╔══

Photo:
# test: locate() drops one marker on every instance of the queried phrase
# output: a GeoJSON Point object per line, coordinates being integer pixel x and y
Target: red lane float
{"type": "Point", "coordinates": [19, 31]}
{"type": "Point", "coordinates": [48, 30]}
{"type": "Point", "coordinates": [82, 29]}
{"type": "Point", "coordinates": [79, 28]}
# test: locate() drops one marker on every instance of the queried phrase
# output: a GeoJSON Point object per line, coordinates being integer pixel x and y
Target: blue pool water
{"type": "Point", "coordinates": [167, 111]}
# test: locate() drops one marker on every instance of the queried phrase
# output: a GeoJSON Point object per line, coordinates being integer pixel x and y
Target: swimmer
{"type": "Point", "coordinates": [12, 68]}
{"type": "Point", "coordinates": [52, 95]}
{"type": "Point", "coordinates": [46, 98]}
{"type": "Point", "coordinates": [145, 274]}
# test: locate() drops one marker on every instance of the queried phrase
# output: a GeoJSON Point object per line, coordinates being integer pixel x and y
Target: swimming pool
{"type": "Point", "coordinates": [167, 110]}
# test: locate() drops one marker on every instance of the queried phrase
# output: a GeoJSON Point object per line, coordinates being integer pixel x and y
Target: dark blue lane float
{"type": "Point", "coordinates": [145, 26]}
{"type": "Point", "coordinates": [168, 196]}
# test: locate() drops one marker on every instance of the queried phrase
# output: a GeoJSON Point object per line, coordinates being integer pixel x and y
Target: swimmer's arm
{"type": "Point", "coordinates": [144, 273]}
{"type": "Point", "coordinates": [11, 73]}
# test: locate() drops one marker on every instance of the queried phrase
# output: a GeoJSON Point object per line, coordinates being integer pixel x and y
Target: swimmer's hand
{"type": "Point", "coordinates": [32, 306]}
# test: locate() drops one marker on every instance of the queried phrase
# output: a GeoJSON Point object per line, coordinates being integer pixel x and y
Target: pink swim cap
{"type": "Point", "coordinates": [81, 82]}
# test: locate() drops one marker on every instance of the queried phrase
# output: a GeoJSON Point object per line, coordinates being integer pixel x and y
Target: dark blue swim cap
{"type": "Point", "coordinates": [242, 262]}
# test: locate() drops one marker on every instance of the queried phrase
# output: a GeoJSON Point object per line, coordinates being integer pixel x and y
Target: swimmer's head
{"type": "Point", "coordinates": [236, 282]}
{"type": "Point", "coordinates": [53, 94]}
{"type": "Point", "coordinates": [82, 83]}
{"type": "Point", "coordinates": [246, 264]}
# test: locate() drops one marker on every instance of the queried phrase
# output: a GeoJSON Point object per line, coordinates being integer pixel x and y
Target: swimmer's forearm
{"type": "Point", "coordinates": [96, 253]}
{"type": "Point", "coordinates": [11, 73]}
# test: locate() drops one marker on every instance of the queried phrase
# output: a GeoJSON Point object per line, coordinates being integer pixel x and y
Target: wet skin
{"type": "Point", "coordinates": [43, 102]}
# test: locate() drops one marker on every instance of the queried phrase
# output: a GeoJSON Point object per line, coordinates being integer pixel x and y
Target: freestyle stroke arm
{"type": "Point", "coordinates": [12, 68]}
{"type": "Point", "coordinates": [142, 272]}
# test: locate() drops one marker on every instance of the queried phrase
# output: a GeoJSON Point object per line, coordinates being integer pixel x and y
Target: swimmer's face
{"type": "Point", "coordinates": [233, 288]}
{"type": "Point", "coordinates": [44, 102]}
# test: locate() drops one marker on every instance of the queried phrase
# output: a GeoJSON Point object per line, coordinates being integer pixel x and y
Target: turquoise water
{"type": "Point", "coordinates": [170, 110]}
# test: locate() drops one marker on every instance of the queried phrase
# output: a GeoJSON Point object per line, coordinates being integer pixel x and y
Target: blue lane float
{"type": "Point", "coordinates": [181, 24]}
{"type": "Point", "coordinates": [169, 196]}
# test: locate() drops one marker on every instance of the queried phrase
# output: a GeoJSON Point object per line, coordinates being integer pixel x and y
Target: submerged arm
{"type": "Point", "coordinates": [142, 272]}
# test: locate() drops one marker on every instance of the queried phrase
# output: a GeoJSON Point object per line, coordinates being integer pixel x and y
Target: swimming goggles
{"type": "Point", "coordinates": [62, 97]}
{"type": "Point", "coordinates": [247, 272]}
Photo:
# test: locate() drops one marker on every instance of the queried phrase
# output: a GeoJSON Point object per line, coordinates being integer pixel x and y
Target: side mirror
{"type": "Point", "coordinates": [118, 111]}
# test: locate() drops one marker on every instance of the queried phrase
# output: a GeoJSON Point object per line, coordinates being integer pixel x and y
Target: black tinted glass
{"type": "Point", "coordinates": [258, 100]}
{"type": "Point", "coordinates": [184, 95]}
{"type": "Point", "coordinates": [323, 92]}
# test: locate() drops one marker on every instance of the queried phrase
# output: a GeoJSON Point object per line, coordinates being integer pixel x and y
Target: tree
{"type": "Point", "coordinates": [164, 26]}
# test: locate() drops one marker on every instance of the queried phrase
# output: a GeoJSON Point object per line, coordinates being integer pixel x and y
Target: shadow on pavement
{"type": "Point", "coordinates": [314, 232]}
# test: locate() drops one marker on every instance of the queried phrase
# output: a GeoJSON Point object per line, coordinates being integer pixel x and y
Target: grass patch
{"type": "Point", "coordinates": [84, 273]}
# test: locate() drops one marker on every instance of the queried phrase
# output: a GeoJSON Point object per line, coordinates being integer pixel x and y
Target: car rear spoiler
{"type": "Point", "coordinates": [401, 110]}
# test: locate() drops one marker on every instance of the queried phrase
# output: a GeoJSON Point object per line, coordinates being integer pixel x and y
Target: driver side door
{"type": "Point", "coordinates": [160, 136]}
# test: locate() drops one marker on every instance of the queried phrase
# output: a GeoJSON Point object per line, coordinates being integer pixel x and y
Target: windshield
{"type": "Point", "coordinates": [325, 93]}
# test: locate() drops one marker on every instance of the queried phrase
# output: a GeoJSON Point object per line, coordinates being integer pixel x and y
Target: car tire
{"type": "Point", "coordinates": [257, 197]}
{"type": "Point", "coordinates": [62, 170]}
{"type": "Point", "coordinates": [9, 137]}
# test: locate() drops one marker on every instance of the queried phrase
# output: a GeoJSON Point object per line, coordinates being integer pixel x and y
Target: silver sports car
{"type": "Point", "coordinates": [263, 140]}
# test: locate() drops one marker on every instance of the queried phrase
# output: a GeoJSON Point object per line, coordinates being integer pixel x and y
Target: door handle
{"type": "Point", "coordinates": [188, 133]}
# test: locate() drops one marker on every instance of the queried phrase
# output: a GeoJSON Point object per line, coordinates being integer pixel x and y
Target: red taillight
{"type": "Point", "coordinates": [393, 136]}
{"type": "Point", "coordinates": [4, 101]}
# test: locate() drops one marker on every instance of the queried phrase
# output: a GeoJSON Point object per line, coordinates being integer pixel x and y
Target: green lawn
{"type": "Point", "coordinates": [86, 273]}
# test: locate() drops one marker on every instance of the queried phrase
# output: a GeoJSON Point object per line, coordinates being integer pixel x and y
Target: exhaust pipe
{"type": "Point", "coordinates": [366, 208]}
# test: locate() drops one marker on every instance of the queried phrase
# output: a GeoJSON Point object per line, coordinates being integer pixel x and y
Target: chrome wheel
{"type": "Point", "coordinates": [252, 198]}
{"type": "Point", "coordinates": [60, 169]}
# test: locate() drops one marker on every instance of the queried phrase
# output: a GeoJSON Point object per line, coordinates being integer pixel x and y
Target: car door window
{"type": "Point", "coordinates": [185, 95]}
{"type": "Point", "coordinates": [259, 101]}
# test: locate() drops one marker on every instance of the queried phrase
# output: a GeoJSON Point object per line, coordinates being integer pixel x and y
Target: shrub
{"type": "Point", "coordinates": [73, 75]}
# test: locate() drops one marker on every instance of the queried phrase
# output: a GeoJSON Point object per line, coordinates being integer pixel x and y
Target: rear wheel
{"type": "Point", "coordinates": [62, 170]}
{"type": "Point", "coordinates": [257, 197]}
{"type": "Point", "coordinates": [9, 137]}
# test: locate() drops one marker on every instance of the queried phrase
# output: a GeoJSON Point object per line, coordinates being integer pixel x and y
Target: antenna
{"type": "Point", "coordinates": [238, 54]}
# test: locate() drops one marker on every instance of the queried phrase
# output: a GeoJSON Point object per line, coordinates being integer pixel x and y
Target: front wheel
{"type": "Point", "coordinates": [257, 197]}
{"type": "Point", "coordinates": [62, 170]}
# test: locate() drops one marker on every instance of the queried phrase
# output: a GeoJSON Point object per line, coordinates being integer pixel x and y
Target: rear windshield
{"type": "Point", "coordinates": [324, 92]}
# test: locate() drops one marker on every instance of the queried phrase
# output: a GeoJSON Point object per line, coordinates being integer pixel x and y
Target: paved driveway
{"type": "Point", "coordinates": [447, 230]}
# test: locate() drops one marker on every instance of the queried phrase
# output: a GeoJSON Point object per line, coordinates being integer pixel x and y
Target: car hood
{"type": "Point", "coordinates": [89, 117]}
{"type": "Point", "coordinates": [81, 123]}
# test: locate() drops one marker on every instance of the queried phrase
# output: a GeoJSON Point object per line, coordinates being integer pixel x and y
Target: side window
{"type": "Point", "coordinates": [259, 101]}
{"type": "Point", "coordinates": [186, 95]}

╚══

State how many lines of the listing above contain the word "dark". Reply with the number alone.

2